Work required: Repeat the listing word for word, but skip any pictures.

>>>>>

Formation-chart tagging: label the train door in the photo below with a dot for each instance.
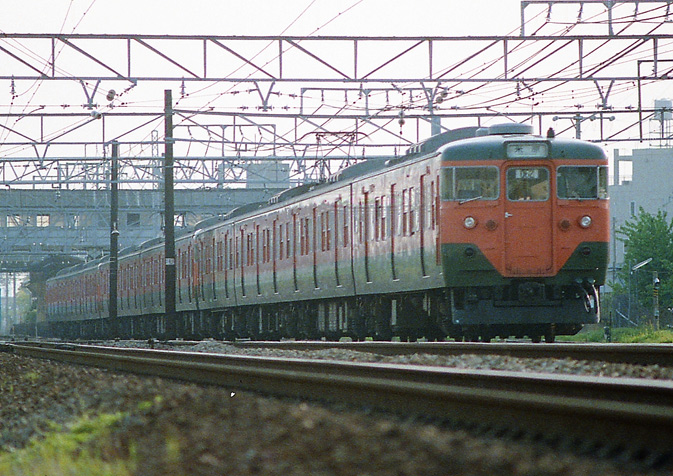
(365, 228)
(425, 237)
(528, 221)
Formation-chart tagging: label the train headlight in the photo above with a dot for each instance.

<<<<<

Expected output:
Formation-chart tagging: label the train door in the photo below with a dot for each instance.
(365, 228)
(425, 237)
(528, 221)
Formation-chart tagging: label the train headlight in the photo above with a dot for each instance.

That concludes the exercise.